* Provided text *

-- Opening Marker --

Socrates also heard voices. And Freud reported in his diary that, as a young man travelling in a foreign town, he sometimes mistakenly thought that someone was saying his name. Beethoven, Sartre and Churchill, to name but a few, were also voice hearers. In 2011, the authors of a study on the issue reported that, according to sources, the percentage of voice hearers among the population was between 3 and 55 %. ʺThe disparity between these figures can be explained by the variability of the criteria used in the different studiesʺ, points out Frank Larøi, lecturer and research leader at ULg’s Cognitive and Behavioural Clinical Psychology Unit. ʺIf the subjects are asked: "Have you ever had the feeling of hearing the voice of someone who isn’t physically there?", the prevalence rate will be extremely high. On the other hand, if you ask about last week, only approximately 2 % of the general population will report an experience of this sort. According to all the available data, we can reasonably consider that 5 to 15 % of people regularly hear voices.ʺ

A ghost or an FBI agent?

Whether or not they have a psychiatric past, voice hearers are characterised by the high frequency of their hallucinations. This differentiates them from people who have had random hallucinatory experiences. But as the work of the psychiatrist Iris Sommer from the University of Utrecht tends to show, the hallucinations of non-clinical subjects are different from those of psychotic patients in terms of their content. It is generally benevolent or neutral, and the nature of the alleged voices is more spiritual rather than concrete (the ghost of a grandmother, for instance, rather than a neighbour, an FBI agent or the devil).

ʺThe more abstract nature of this type of hallucination makes it easier to control and prevents the subject from becoming delusionalʺ, Frank Larøi explains. ʺA key element differentiating voice hearers suffering from a psychiatric disorder and those who don’t is that the emotional experience of the former in relation to hallucinatory experiences is far more negative, and they are far less able to control their hallucinations. This would suggest that it is the individual’s emotional and cognitive resources that determine the clinical or non-clinical status of their hallucinations.ʺ

According to the work of Iris Sommer, it would also appear that non-clinical voice hearers generally had their first auditory verbal hallucinations at the beginning of adolescence, while psychiatric patients had their initial experience later, around 18 or 19 years old, the age when a person is often diagnosed with psychosis. Although no formal proof has yet been provided, it would however seem that although these individuals have no psychiatric past, the majority of non-clinical voice hearers have been the victim of one or more traumatic experiences during their childhood.

-- Closing Marker --

* Available data *
-- Opening Marker --

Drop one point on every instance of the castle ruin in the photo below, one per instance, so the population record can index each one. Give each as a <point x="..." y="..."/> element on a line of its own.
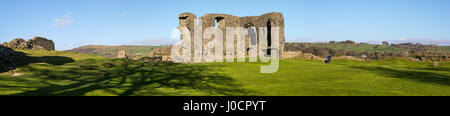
<point x="221" y="21"/>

-- Closing Marker --

* Using the information *
• A. Reproduce the text on voice hearers from "A ghost or an" up to and including "or the devil).".
• B. Condense the paragraph of the text on voice hearers that begins "According to the work of Iris Sommer" into a shorter version that keeps its main facts.
Answer using only the text on voice hearers, not the listing.

* Responses per task *
• A.
A ghost or an FBI agent?

Whether or not they have a psychiatric past, voice hearers are characterised by the high frequency of their hallucinations. This differentiates them from people who have had random hallucinatory experiences. But as the work of the psychiatrist Iris Sommer from the University of Utrecht tends to show, the hallucinations of non-clinical subjects are different from those of psychotic patients in terms of their content. It is generally benevolent or neutral, and the nature of the alleged voices is more spiritual rather than concrete (the ghost of a grandmother, for instance, rather than a neighbour, an FBI agent or the devil).

• B. Iris Sommer's work suggests that non-clinical voice hearers generally had their first auditory verbal hallucinations in early adolescence. Psychiatric patients first had them later, around age 18 or 19, when psychosis is often diagnosed. Though this has not been formally proven, most non-clinical voice hearers seem to have experienced one or more traumatic events in childhood, despite having no psychiatric past.